==== 選んだ文章 ====

こんにちは、シンクロ・フードの越森です。
1年ほど前からMリーグ視聴きっかけで、麻雀に再度はまり毎朝早起きして雀魂で麻雀を打ってから仕事を始めるという健康的な生活を送っています。
今回はシンクロ・フードでのデータ活用周りでちょっとだけ改善したことの紹介をしたいと思います。
はじめに
シンクロ・フードでは 2016 年に Redash を導入することで以下のことを実現しました。
- サービス指標の可視化
- サービスの重要指標と連動したSlack通知
- データ抽出作業の自動化
導入前はエンジニアがディレクターから依頼されて SQL を作成することが多かったのですが、導入してからはディレクターが SQL を作成してデータを抽出するようになり、スムーズにデータ分析ができるようになりました。
(複雑な SQL でデータ抽出する場合はエンジニアに作成依頼が来ることもあります)
Redash ではサービスのデータを記録している Aurora (個人情報を潰した状態)とログ情報やネイティブアプリのイベントを記録している BigQuery からデータを抽出できるようになっており、サービスの分析に活用しています。

==== データ抜粋 ====

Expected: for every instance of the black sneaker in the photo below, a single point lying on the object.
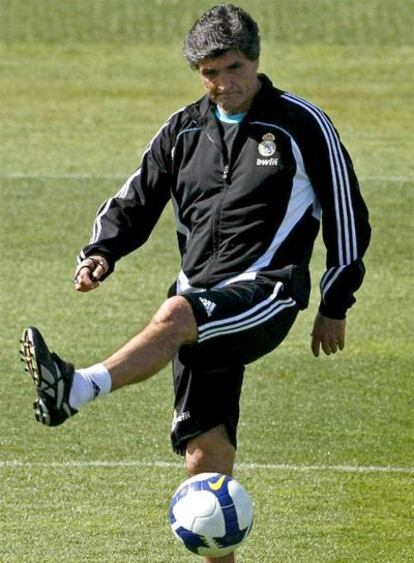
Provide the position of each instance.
(51, 376)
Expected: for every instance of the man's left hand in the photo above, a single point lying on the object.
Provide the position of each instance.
(328, 333)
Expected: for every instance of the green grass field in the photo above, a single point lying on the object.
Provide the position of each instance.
(325, 446)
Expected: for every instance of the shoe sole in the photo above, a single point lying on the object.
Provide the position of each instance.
(28, 356)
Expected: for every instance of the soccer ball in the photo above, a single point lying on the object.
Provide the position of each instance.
(211, 514)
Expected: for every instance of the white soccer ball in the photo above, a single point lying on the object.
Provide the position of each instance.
(211, 514)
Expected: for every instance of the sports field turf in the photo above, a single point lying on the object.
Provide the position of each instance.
(325, 445)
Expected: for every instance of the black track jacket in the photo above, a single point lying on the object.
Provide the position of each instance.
(255, 212)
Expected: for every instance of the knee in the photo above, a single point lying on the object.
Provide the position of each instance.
(176, 315)
(210, 452)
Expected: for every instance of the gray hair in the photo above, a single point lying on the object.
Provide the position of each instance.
(220, 29)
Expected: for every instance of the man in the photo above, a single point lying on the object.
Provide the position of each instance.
(249, 170)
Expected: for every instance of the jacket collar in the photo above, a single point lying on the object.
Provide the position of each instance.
(202, 111)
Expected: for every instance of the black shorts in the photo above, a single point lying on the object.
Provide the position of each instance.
(237, 324)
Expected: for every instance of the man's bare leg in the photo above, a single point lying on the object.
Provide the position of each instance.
(150, 350)
(211, 452)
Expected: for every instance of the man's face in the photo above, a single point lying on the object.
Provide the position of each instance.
(230, 80)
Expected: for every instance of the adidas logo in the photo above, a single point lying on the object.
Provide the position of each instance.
(208, 305)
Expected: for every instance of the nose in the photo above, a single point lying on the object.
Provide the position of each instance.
(224, 83)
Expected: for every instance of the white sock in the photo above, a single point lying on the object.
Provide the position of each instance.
(88, 384)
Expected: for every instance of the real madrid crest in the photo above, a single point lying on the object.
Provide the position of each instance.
(267, 148)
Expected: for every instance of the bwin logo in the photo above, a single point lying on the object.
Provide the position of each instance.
(267, 161)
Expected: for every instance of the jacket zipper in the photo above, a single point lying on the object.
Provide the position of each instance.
(215, 223)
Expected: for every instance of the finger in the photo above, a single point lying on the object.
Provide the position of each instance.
(84, 281)
(326, 347)
(98, 272)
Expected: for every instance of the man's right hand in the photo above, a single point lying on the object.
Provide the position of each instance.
(89, 272)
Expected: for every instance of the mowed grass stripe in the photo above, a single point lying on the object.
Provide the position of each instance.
(121, 177)
(239, 467)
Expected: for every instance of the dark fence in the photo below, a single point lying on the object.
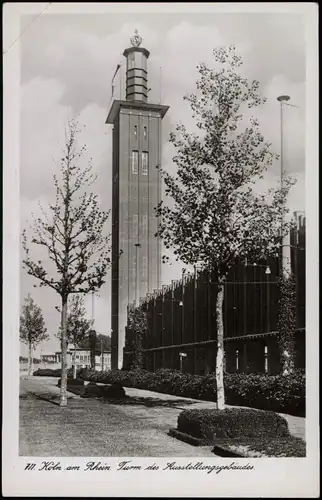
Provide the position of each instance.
(181, 318)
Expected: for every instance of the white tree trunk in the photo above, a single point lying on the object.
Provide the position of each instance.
(74, 363)
(30, 360)
(220, 348)
(63, 386)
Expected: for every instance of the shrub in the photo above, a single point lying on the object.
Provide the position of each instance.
(47, 372)
(266, 392)
(232, 422)
(72, 381)
(92, 390)
(115, 391)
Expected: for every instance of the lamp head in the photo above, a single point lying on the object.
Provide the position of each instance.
(283, 98)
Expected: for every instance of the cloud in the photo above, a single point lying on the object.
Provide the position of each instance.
(67, 63)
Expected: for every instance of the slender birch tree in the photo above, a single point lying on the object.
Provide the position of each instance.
(78, 325)
(72, 233)
(32, 327)
(215, 219)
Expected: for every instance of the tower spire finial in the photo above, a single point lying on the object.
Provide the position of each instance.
(136, 39)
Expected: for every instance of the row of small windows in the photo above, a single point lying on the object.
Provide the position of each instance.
(144, 268)
(144, 163)
(144, 225)
(145, 132)
(265, 359)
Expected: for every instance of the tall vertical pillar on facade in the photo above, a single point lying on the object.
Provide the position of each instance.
(136, 191)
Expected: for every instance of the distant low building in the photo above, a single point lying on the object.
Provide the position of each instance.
(48, 358)
(83, 359)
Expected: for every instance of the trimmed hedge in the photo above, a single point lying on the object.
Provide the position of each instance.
(242, 430)
(232, 422)
(266, 392)
(47, 372)
(72, 381)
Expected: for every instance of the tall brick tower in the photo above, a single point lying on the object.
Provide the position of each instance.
(136, 191)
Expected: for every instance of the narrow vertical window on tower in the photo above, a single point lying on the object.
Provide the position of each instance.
(131, 61)
(135, 162)
(144, 268)
(135, 226)
(145, 162)
(145, 225)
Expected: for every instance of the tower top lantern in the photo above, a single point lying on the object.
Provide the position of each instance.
(136, 39)
(136, 70)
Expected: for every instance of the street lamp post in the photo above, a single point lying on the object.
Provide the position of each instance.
(285, 252)
(137, 270)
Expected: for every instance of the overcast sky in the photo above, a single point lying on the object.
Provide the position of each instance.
(67, 63)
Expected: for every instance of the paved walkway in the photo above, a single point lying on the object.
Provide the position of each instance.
(90, 427)
(296, 424)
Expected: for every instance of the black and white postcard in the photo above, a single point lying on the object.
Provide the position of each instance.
(160, 256)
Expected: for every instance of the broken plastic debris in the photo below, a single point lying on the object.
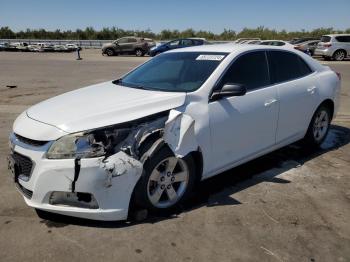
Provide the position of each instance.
(179, 133)
(120, 164)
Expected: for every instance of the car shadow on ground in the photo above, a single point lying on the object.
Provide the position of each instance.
(218, 190)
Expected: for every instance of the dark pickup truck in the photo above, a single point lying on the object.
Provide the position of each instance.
(128, 45)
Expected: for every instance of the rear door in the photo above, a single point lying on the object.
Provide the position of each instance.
(297, 91)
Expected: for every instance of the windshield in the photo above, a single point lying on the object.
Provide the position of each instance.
(325, 39)
(176, 72)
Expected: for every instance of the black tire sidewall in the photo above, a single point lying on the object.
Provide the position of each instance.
(335, 55)
(141, 196)
(310, 138)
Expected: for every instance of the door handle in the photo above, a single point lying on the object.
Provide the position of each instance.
(311, 89)
(270, 102)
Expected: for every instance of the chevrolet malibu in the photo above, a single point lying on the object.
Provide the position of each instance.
(145, 139)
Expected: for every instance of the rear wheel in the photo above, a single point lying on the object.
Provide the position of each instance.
(166, 182)
(339, 55)
(319, 127)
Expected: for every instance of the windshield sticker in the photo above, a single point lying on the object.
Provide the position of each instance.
(210, 57)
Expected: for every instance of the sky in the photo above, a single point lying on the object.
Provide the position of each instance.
(212, 15)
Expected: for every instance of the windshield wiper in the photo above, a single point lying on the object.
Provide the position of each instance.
(119, 81)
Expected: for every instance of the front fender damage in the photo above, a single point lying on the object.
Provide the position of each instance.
(176, 130)
(128, 148)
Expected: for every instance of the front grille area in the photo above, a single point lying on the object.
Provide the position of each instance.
(31, 141)
(24, 164)
(26, 192)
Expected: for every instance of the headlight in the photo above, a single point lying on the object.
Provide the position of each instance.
(88, 144)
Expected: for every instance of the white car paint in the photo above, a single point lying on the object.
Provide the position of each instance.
(228, 132)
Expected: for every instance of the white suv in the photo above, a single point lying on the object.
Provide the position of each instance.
(335, 47)
(181, 117)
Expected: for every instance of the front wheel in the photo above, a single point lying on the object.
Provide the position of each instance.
(166, 182)
(319, 127)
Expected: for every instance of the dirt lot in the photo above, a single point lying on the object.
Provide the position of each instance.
(291, 205)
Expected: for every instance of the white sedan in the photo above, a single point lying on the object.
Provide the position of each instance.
(186, 115)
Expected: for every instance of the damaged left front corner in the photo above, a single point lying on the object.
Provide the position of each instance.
(177, 131)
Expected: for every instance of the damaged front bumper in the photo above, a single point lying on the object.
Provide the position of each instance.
(99, 193)
(98, 188)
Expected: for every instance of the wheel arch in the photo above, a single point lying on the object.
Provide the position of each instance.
(340, 49)
(329, 104)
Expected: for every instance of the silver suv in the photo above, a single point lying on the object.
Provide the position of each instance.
(335, 47)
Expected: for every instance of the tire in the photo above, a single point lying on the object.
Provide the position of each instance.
(162, 191)
(319, 127)
(339, 55)
(139, 53)
(109, 52)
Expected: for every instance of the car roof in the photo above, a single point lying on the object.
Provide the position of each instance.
(273, 40)
(228, 48)
(332, 35)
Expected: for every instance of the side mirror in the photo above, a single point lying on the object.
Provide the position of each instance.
(229, 90)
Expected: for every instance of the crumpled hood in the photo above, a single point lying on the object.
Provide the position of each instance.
(102, 105)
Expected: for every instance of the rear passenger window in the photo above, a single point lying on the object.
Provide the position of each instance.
(250, 70)
(285, 66)
(343, 38)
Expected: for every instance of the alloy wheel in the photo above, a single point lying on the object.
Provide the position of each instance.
(168, 182)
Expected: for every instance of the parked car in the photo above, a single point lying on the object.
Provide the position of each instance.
(60, 48)
(307, 47)
(253, 42)
(335, 46)
(2, 46)
(128, 45)
(181, 117)
(21, 46)
(71, 47)
(8, 47)
(177, 43)
(296, 41)
(276, 43)
(34, 48)
(240, 40)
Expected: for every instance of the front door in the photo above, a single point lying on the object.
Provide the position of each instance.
(243, 126)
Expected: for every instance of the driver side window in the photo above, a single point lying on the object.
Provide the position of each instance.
(249, 70)
(174, 43)
(122, 41)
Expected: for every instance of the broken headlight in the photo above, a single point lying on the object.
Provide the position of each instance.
(90, 144)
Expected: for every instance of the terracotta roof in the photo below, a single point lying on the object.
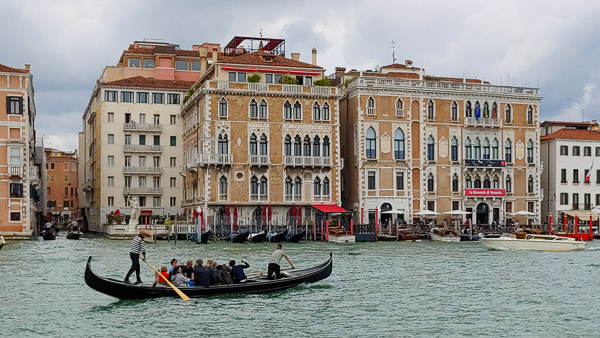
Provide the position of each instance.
(257, 59)
(7, 69)
(572, 134)
(143, 82)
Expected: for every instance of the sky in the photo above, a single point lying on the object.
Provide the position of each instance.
(552, 45)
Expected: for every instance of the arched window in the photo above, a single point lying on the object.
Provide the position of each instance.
(253, 109)
(430, 182)
(306, 145)
(430, 148)
(325, 112)
(253, 145)
(370, 106)
(495, 152)
(454, 111)
(454, 149)
(287, 110)
(399, 108)
(297, 146)
(317, 186)
(468, 149)
(297, 111)
(316, 112)
(530, 151)
(468, 109)
(326, 146)
(477, 149)
(486, 149)
(316, 146)
(287, 145)
(430, 110)
(529, 115)
(263, 111)
(222, 107)
(371, 143)
(399, 144)
(223, 144)
(508, 151)
(455, 183)
(223, 188)
(508, 114)
(264, 145)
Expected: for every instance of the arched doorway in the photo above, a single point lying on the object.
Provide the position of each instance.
(483, 213)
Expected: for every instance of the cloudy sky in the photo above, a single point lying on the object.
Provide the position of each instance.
(553, 45)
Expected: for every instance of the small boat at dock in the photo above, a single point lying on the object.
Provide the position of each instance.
(533, 242)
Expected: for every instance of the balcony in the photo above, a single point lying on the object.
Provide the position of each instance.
(259, 160)
(142, 170)
(132, 126)
(483, 122)
(15, 170)
(135, 148)
(485, 163)
(142, 191)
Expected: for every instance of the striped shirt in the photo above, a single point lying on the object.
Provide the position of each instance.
(137, 245)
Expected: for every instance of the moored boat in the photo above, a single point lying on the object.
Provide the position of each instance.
(533, 242)
(122, 290)
(441, 235)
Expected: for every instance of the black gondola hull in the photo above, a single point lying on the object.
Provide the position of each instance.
(121, 290)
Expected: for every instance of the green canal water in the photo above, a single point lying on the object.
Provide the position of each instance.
(376, 289)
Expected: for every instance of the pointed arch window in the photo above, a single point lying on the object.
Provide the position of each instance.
(371, 143)
(399, 144)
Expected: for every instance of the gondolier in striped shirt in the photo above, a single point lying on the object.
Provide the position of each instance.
(137, 248)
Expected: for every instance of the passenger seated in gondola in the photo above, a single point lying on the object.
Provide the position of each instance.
(161, 279)
(237, 272)
(179, 279)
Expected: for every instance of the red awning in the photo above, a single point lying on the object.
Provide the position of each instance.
(328, 208)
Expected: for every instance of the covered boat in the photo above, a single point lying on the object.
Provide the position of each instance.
(122, 290)
(533, 242)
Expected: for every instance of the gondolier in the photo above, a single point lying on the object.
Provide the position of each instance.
(137, 248)
(274, 267)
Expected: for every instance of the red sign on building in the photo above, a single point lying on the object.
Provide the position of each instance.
(485, 192)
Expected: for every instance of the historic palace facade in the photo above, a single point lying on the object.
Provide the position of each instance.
(261, 138)
(413, 142)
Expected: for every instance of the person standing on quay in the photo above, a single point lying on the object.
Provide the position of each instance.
(137, 248)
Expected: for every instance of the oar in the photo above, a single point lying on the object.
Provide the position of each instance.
(179, 292)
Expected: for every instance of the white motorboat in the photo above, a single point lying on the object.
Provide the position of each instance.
(533, 242)
(441, 235)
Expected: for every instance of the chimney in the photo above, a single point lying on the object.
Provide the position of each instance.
(203, 51)
(215, 53)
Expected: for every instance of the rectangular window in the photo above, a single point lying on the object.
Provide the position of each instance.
(110, 96)
(158, 98)
(143, 97)
(16, 190)
(371, 180)
(400, 180)
(173, 98)
(182, 65)
(126, 96)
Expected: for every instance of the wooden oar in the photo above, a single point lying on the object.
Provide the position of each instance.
(179, 292)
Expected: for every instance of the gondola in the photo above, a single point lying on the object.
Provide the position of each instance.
(257, 237)
(122, 290)
(277, 237)
(295, 238)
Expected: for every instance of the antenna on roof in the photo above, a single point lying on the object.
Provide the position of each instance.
(393, 47)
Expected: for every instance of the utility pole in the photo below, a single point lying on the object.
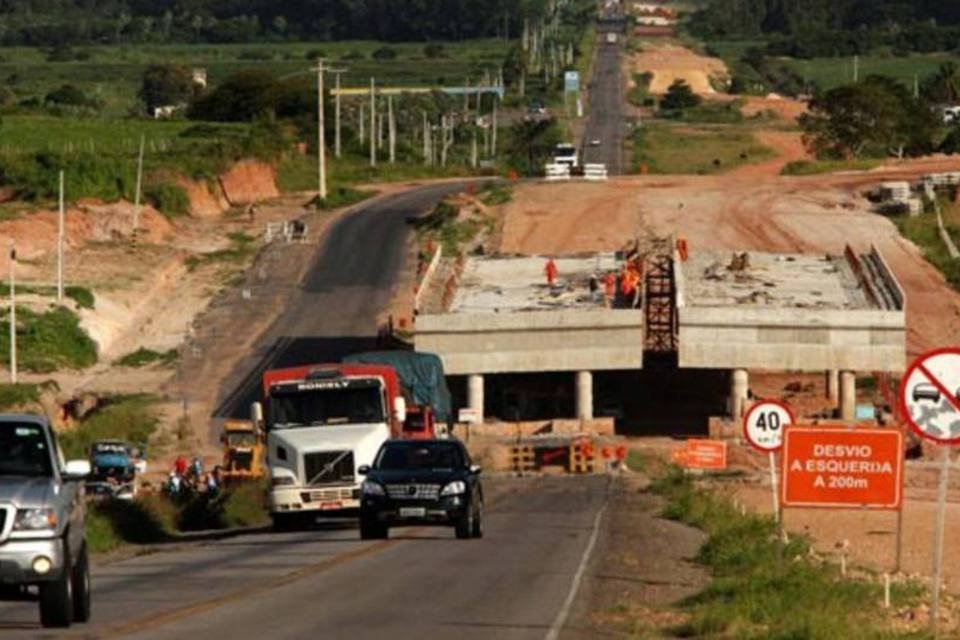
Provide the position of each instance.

====

取り組む課題 =>
**A)** データ活用の文章について、次の問いに答えてください。
(i) Redash が導入されたのは何年ですか。
(ii) BigQuery には何が記録されていますか。
(iii) 複雑な SQL でデータを抽出する場合、どうなることがありますか。
**B)** データ活用の文章のうち、「こんにちは、シンクロ・フードの越森です。」から「年に Redash を導入することで以下のことを実現しました。」までを、両端を含めて一字一句違えずに再掲してください。
これらの記録は別の出典から取ったものです。

最終結果 =>
**A)**
(i) 2016 年です。
(ii) ログ情報やネイティブアプリのイベントが記録されています。
(iii) エンジニアに作成依頼が来ることがあります。

**B)**
こんにちは、シンクロ・フードの越森です。
1年ほど前からMリーグ視聴きっかけで、麻雀に再度はまり毎朝早起きして雀魂で麻雀を打ってから仕事を始めるという健康的な生活を送っています。
今回はシンクロ・フードでのデータ活用周りでちょっとだけ改善したことの紹介をしたいと思います。
はじめに
シンクロ・フードでは 2016 年に Redash を導入することで以下のことを実現しました。